== Text shown ==
──────
1. BRING VEGAN FOOD: often people will tell you it's
not necessary to bring anything, but I've found it's best to ignore
that advice and bring one, preferable at least two vegan dishes. It's
best (and safest) to have made them once before, unless you are very
skilled in the kitchen. I think it's rare that anyone would turn you
away at the front door for bringing food! Find out if you can bring a
big salad (with fresh veggies and a fine no-fat dressing). Find out if
there's something you can bring veganized. If nothing else, you'll
look less conspicuous with a full plate than one with some crudite sans
dressing and limp greens. Don't have a recipe? Use the GOOGLE, Luke.
2.
BRING FOOD THAT DOESN'T ATTEMPT TO MIMIC MEAT: with the possible
exception of "Gimme Lean Sausage" for making a stuffing (it's really
close to that ground up dead spiced pig taste and texture), I've found
that bringing meat analogues (particularly that odious and overpriced
"Tofurkey") invites people to miss the point. They focus on
contrasting the "fake" meat with the real, instead of relishing the
intermix of fresh vegetables, fruits, legumes, and grains. If fellow
guests are a bit more veg'n friendly than most, maybe seitan or tofu
done right (gravy counts), but think that out carefully. I tend to
think that incorporated IN a dish rather than as "steaks" or the like
is more likely to be accepted. Mom couldn't handle the TVP chunks in
an entree I brought once (but then, I pointed them out to her in
advance... bad move). Try to define yourself, if asked, by the
incredible variety of nature's bounty that you will eat rather than
that which you won't.
──────
(Object point labels)
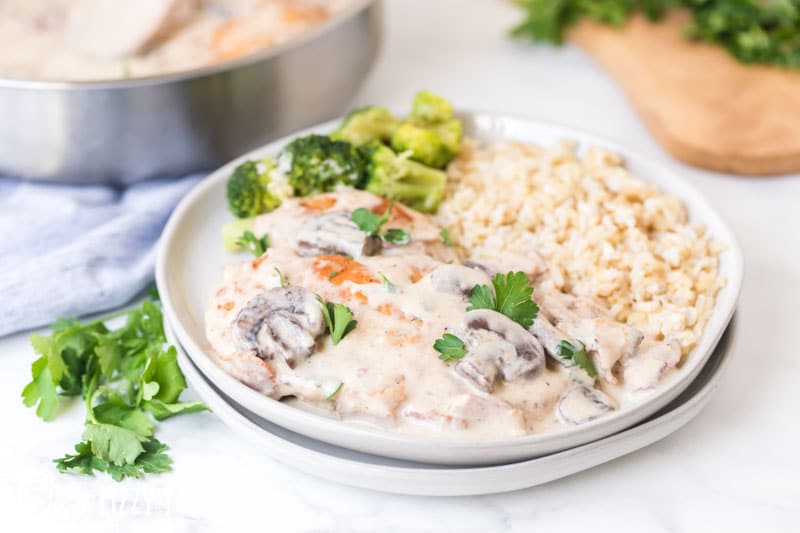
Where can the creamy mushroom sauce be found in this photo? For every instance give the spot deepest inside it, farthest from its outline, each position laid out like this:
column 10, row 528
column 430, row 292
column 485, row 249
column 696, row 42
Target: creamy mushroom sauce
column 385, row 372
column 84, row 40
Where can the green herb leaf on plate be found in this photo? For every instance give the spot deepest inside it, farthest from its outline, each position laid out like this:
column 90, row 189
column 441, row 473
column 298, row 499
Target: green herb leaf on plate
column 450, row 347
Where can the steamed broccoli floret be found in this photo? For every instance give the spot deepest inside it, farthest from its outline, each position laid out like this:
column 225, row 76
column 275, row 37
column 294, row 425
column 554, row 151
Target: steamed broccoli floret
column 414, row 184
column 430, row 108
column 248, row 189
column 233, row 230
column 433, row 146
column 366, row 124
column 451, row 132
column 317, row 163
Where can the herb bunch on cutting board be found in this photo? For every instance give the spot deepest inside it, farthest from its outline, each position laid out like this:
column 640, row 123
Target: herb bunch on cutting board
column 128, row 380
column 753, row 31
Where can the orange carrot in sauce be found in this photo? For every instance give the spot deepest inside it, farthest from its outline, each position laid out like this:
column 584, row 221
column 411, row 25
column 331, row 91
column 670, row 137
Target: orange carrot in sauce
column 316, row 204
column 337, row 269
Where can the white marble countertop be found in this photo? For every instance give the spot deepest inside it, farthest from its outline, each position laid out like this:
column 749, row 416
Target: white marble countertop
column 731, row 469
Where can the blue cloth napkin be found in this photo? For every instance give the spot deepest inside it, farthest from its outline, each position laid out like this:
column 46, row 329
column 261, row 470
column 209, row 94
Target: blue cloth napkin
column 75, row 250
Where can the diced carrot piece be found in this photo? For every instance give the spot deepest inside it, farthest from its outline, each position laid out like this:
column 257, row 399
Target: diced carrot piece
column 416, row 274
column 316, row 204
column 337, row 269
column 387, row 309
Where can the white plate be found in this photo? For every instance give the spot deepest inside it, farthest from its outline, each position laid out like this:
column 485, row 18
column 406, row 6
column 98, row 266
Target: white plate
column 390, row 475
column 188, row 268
──────
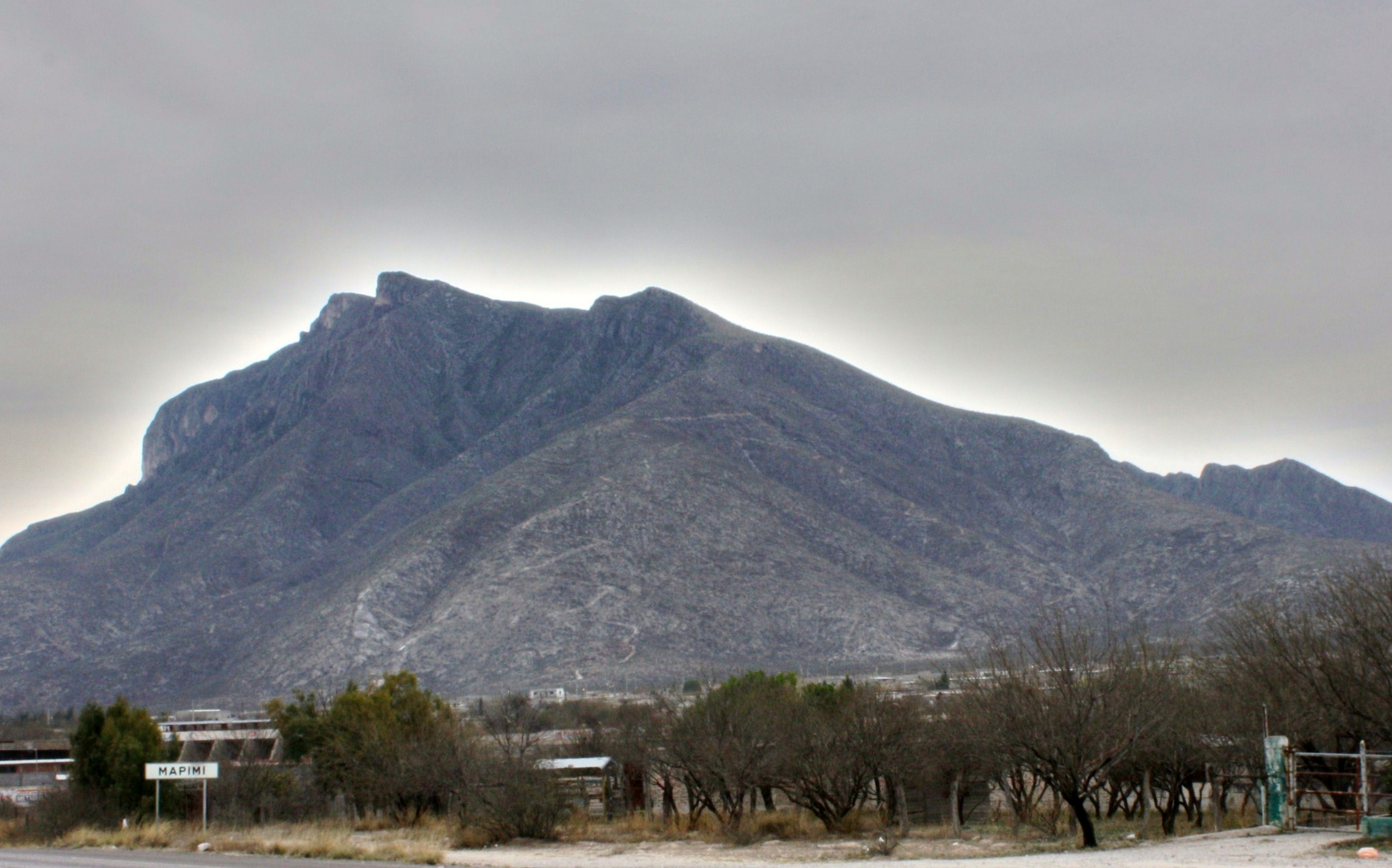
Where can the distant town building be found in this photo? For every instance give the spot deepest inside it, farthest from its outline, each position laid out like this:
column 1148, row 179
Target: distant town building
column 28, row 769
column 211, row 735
──────
== Set exercise 1 ==
According to the text about bringing vegan food, what could Mom not handle in an entree the writer brought?
== Set exercise 2 ==
Repeat word for word the part of the text about bringing vegan food that opens with the words containing "1. BRING VEGAN" and closes with "the GOOGLE, Luke.".
== Set exercise 3 ==
Write the next part of the text about bringing vegan food, picking up after its last sentence.

== Exercise response 1 ==
The TVP chunks.

== Exercise response 2 ==
1. BRING VEGAN FOOD: often people will tell you it's
not necessary to bring anything, but I've found it's best to ignore
that advice and bring one, preferable at least two vegan dishes. It's
best (and safest) to have made them once before, unless you are very
skilled in the kitchen. I think it's rare that anyone would turn you
away at the front door for bringing food! Find out if you can bring a
big salad (with fresh veggies and a fine no-fat dressing). Find out if
there's something you can bring veganized. If nothing else, you'll
look less conspicuous with a full plate than one with some crudite sans
dressing and limp greens. Don't have a recipe? Use the GOOGLE, Luke.

== Exercise response 3 ==
3. BRING A CROCKPOT DISH: soup, entree,
or better yet, dessert (if you've not already made something). The
beauty of the crockpot is that it's easy to prepare something, travels
well, and in case the oven and burners are already used up in your
target location, you can always find a plug (I usually bring a power
strip or extension cord), and serve FROM the crockpot. Winter Squash
Bisque, Tofu/Artichoke Spread ("No-Cheese Cookbook," Stepaniak), Apple
Brown Betty, Fruit Cobbler --- examples of very easy and effective
crockpot foods.
4. BRING SUBTLETY: resist the temptation to
proudly proclaim that the food you bring is "no-added fat vegan." They
will probably already know you are vegan, and it's more fun when
sometimes, after sampling your wares, they say, astonished: "Hey!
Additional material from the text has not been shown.